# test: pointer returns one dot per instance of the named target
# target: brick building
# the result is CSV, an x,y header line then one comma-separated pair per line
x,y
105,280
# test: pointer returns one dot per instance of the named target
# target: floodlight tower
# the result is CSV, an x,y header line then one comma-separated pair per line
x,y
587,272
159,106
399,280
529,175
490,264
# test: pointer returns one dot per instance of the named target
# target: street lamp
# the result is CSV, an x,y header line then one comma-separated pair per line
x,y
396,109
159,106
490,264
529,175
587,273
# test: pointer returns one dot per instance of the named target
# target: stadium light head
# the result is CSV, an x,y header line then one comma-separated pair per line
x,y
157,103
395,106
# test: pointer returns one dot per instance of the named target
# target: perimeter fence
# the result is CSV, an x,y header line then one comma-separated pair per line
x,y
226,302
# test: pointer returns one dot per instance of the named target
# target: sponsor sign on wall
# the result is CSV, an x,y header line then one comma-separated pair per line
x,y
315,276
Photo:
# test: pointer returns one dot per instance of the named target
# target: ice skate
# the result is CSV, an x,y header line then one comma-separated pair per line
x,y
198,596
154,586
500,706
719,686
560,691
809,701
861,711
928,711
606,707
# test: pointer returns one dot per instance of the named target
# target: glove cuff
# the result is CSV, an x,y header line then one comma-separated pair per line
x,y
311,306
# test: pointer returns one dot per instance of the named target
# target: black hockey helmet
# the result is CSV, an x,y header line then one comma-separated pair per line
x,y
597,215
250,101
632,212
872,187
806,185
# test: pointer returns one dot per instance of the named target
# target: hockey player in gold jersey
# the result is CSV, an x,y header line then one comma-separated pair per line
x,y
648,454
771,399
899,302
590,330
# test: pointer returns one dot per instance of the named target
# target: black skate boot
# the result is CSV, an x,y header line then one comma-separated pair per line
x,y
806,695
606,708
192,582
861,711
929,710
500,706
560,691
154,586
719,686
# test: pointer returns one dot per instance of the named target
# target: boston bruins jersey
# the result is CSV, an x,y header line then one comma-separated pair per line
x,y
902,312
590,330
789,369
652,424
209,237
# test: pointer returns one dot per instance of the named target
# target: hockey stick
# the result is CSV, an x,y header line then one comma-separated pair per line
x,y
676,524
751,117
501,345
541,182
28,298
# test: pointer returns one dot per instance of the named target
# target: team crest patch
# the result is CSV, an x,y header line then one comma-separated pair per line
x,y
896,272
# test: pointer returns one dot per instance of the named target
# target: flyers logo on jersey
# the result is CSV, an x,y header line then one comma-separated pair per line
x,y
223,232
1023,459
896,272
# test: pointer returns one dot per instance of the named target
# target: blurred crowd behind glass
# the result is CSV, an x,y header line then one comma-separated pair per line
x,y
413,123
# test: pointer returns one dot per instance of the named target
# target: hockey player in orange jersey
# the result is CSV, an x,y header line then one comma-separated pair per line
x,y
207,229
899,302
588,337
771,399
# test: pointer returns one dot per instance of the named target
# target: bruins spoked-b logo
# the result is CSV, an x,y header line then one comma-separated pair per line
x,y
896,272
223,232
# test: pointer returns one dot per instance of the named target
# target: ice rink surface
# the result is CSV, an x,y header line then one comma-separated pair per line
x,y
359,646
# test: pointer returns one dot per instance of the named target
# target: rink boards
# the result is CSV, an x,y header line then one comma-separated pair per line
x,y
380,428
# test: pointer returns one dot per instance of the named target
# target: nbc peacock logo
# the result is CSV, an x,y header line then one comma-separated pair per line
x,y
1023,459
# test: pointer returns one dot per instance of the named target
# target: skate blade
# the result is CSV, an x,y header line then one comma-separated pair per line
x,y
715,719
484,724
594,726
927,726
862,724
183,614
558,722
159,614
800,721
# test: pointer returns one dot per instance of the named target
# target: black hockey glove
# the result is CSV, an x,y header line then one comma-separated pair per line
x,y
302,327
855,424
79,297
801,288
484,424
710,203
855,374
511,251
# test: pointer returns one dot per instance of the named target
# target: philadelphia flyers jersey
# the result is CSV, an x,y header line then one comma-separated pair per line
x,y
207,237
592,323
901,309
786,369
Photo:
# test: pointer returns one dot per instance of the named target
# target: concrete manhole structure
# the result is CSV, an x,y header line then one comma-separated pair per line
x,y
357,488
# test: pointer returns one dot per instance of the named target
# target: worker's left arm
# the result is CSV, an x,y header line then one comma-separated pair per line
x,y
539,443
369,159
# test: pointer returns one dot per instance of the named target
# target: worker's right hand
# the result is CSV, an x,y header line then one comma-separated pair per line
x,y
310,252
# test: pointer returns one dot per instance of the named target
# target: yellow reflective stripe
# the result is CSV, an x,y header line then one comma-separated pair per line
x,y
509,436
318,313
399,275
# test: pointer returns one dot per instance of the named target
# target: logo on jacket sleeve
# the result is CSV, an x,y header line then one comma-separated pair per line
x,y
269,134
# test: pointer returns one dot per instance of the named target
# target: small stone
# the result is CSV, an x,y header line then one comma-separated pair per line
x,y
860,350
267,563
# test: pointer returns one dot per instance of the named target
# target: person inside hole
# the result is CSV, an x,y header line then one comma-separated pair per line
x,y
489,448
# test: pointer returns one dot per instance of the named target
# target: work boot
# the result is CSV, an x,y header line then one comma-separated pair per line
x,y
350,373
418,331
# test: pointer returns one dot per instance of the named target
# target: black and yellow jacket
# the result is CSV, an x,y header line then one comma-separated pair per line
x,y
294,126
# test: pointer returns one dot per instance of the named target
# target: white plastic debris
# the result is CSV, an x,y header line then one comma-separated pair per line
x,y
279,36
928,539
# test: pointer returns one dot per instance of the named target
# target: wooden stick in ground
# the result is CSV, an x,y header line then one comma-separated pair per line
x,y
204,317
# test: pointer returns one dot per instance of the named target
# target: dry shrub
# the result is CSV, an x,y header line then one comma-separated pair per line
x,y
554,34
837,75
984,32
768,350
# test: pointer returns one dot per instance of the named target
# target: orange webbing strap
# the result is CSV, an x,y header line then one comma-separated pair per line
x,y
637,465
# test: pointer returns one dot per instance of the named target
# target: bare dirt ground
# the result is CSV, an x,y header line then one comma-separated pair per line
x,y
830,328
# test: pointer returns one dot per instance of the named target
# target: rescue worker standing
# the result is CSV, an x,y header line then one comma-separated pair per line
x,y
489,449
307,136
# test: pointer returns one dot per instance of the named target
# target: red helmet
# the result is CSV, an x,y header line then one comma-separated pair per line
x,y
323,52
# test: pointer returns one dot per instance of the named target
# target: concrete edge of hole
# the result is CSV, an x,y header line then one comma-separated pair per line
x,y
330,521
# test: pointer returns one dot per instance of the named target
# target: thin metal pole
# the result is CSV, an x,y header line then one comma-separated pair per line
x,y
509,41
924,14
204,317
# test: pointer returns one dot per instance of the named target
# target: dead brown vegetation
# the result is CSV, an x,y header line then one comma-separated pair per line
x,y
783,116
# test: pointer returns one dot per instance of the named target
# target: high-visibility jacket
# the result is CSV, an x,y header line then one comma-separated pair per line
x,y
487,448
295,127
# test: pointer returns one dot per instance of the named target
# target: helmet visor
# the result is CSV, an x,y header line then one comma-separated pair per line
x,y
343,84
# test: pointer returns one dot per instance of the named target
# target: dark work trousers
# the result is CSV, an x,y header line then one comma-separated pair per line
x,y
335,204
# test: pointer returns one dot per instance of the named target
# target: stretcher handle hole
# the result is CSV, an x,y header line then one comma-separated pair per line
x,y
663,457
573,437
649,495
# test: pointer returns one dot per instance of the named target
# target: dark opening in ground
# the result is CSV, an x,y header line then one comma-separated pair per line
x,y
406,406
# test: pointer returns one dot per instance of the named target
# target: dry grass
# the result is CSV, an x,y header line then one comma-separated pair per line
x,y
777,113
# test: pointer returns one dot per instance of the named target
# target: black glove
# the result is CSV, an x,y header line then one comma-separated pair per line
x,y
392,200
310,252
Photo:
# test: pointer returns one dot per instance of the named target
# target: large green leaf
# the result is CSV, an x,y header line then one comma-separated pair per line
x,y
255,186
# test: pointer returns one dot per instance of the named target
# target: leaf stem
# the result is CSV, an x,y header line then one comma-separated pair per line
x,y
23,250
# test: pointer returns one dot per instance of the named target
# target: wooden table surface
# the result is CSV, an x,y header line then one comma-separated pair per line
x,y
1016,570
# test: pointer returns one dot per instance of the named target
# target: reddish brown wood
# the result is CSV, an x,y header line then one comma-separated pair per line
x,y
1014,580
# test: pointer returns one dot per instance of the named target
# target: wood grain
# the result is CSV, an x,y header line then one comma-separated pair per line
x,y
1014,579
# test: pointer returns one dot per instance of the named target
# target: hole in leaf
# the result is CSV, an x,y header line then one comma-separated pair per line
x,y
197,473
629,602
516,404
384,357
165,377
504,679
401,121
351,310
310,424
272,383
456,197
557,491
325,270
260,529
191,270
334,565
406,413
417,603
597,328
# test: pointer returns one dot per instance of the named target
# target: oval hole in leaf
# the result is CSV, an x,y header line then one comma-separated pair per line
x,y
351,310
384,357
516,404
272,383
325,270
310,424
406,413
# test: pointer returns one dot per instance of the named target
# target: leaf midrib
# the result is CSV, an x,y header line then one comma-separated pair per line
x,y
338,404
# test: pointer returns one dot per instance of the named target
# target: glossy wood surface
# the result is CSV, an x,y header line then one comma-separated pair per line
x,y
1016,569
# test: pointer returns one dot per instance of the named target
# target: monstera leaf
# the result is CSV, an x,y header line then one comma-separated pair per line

= = = = = = =

**REQUIREMENTS**
Return each line of the records above that contains the string "boot", matching case exactly.

**WORKED SOLUTION**
# target: black skate boot
# target: work boot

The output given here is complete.